SOURCE DOCUMENT
## START

Harsh, "aliased" sound with digital TV converter box.

G-squared wrote:

You didn't look at PicScope - which is correct


Jim Mack wrote:

From the looks of this (lengthy) thread, I suspect there are a
few who might find this interesting. It's the beta version of a
"scope" pair that works on still images.

I actually do compute color difference signals (UV) to drive the
vectorscope, but I don't make them available at the line scope.
Still, the results can be instructive. A nice SMPTE color bar BMP
is included.

Take a look:

http://www.microdexterity.com/demos/PicScope.zip

--
Jim


Thanks Jim. How much does it cost?

GG


What was it the bartender said to the neutron?

We're treating this as an extended beta. Anyone can request a reg
code. We'd appreciate any feedback, and particularly any good sample
images that show the program's features to good effect.

Right now it's fully functional, with nags that the reg code removes.
When (if) it is available for sale, it'll be pretty cheap.

--
Jim

"Albert Manfredi" wrote in message
...

I keep trying to find the right combination of words to make this fact
click. If you can answer these questions specifically, and I mean
using simple algebra, you will notice without a shadow of a doubt that
all of the energy in an RGB signal is present also in the Y Pb Pr
signal, with no exception (unless one low-pass filters the difference
signals).

Of course that's true. So what? What does this have to do with the
discussion?

"jwvm" wrote in message
...

Color differences, however, are a function of both saturation
and luminance.

If they were, things wouldn't work the way they do.

On Mar 18, 12:14*pm, jwvm wrote:
On Mar 18, 3:10 pm, G-squared wrote:

snip

The difference signals ARE
strictly saturation / hue and the saturation CAN be high in low
luma
video. It's called illegal video.

You are absolutely correct that saturation can be high in dim areas
of
a scene. That is not what I was saying. Color differences, however,
are a function of both saturation and luminance. Differences will
be
higher in bright areas compared to dim areas even though identical
features in these areas have the same saturation. A strict
definition
of saturation such as for the HSI color model includes division by
the
intensity for normalization.

Changing saturation is very easy -
just change the amplitude of the differences.

I have no problem here because significant information about
saturation is present in the difference signals. Please remember
that
this thread got started when William stated that simply finding
color
differences reduced bandwidth and justified it partially on the
basis
that there is no luminance information with color differences. This
is
not true as noted in my preceding comment.

## END

DATASET SECTION
## START

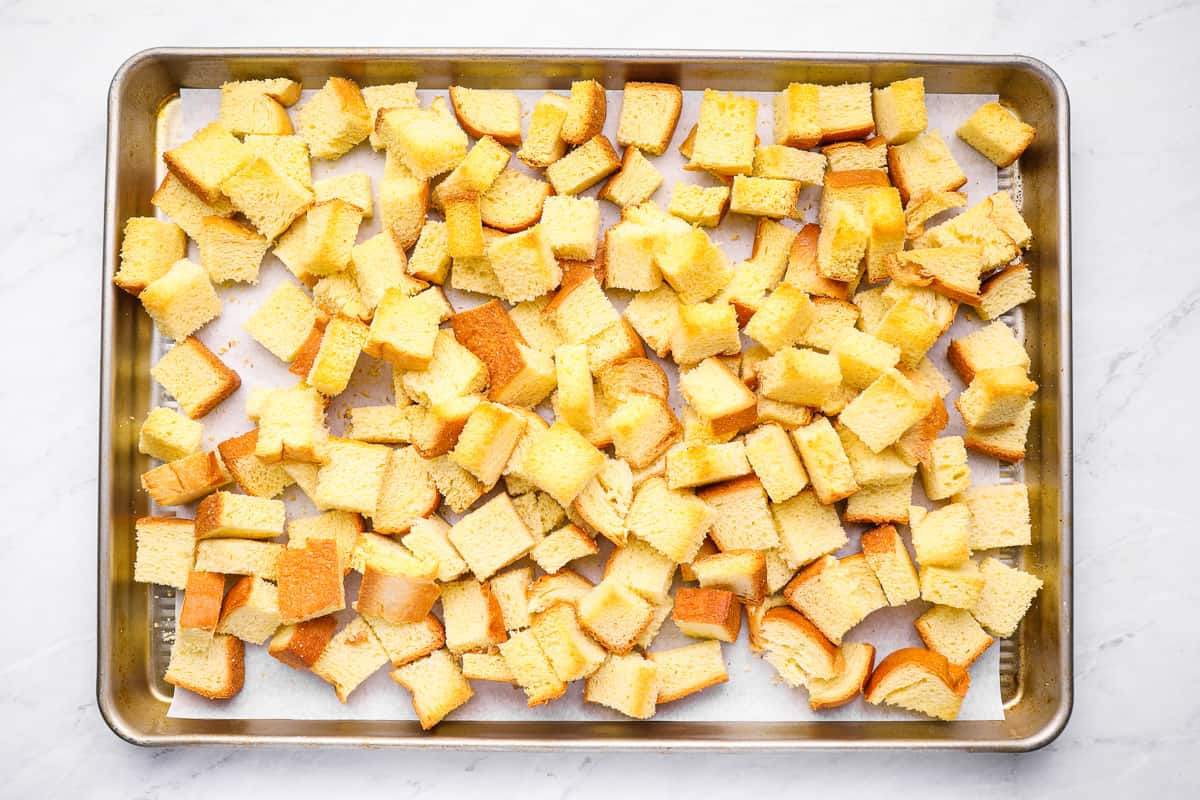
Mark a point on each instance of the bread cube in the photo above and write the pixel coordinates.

## END

WORK TO COMPLETE
[A] Transcribe the forum thread from "Thanks Jim. How" up to and including "to good effect.".
[B] Shorten the paragraph of the forum thread that begins "We're treating this as an extended beta" to one sentence.
The lines have nothing to do with this work.

EXERCISE SOLUTIONS
[A]
Thanks Jim. How much does it cost?

GG


What was it the bartender said to the neutron?

We're treating this as an extended beta. Anyone can request a reg
code. We'd appreciate any feedback, and particularly any good sample
images that show the program's features to good effect.

[B] The program is in an extended beta in which anyone can request a reg code, and feedback and good sample images showing its features are welcome.